What the task requires: Write out all the data again, exactly as it stands.

[Stored data entries]
────────────────────────────────────────
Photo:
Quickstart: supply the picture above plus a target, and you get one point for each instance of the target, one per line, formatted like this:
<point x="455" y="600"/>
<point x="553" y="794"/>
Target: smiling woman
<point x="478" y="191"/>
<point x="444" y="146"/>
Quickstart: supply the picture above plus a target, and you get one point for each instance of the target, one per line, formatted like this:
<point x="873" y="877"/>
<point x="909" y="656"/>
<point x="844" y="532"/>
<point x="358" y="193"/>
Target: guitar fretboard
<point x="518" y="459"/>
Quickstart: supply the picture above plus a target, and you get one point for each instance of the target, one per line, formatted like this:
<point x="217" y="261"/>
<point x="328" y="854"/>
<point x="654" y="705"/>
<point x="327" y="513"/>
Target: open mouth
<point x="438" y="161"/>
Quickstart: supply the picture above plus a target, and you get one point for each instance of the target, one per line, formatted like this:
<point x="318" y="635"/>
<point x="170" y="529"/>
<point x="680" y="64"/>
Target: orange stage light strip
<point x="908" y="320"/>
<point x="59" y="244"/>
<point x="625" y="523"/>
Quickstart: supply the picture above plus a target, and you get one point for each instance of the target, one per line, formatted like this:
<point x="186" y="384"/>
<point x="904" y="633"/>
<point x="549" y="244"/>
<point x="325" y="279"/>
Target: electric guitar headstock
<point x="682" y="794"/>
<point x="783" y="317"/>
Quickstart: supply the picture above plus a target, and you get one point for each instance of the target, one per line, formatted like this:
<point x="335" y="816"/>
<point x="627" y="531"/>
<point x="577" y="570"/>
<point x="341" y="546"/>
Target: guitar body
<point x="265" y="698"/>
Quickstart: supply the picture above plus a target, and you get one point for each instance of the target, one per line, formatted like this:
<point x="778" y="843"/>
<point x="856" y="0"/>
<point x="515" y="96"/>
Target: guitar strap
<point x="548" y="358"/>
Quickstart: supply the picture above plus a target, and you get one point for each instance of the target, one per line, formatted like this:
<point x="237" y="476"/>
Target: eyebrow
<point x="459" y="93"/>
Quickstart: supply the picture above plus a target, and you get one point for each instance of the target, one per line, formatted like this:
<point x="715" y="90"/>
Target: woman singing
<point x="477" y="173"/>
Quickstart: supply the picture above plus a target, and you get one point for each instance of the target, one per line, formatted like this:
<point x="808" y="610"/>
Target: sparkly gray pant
────────────────────────────────────────
Answer to the task:
Photo:
Quickstart: supply the picture above plus a target, and you get one point for each instance of the target, one per line, formatted like this:
<point x="455" y="600"/>
<point x="553" y="794"/>
Target: smiling woman
<point x="478" y="191"/>
<point x="444" y="146"/>
Quickstart: supply the picture above plus a target, and you get one point for each instance of the target, one per line, formatted like this:
<point x="873" y="877"/>
<point x="909" y="656"/>
<point x="844" y="532"/>
<point x="358" y="193"/>
Target: guitar fretboard
<point x="518" y="459"/>
Quickstart: supply the picture above plus a target, and you get one point for each instance of the target, one per line, formatted like this:
<point x="217" y="261"/>
<point x="328" y="854"/>
<point x="654" y="705"/>
<point x="327" y="513"/>
Target: open mouth
<point x="438" y="161"/>
Quickstart: supply the picture above plus a target, and you get one point for each instance of the target, one per line, formatted like this:
<point x="318" y="635"/>
<point x="170" y="529"/>
<point x="680" y="64"/>
Target: orange stage light strip
<point x="908" y="320"/>
<point x="59" y="244"/>
<point x="625" y="523"/>
Quickstart: supply the picture above plus a target, and you get one point for each instance of the target, one per line, formatted like this:
<point x="186" y="384"/>
<point x="904" y="633"/>
<point x="549" y="244"/>
<point x="325" y="279"/>
Target: electric guitar headstock
<point x="682" y="794"/>
<point x="783" y="317"/>
Quickstart: supply the picture above plus a target, and you get one point for each instance of the target, one per line, formatted like this:
<point x="335" y="816"/>
<point x="627" y="531"/>
<point x="577" y="570"/>
<point x="341" y="546"/>
Target: guitar body
<point x="265" y="698"/>
Quickstart: supply the picture above plus a target, and you get one point for each instance of the target, one per line, formatted like this:
<point x="778" y="843"/>
<point x="856" y="0"/>
<point x="515" y="96"/>
Target: guitar strap
<point x="548" y="358"/>
Quickstart: supply the picture above plus a target, and you get one point for each instance of the target, one per line, formatted like this:
<point x="237" y="476"/>
Target: eyebrow
<point x="459" y="93"/>
Quickstart: supply the picture above plus a target, and you get one point for each instance of the target, one per line, formatted like this:
<point x="715" y="90"/>
Target: woman singing
<point x="477" y="173"/>
Quickstart: supply the picture above plus a target, and you get one point for each instance of the target, one per line, formatted like this:
<point x="808" y="610"/>
Target: sparkly gray pant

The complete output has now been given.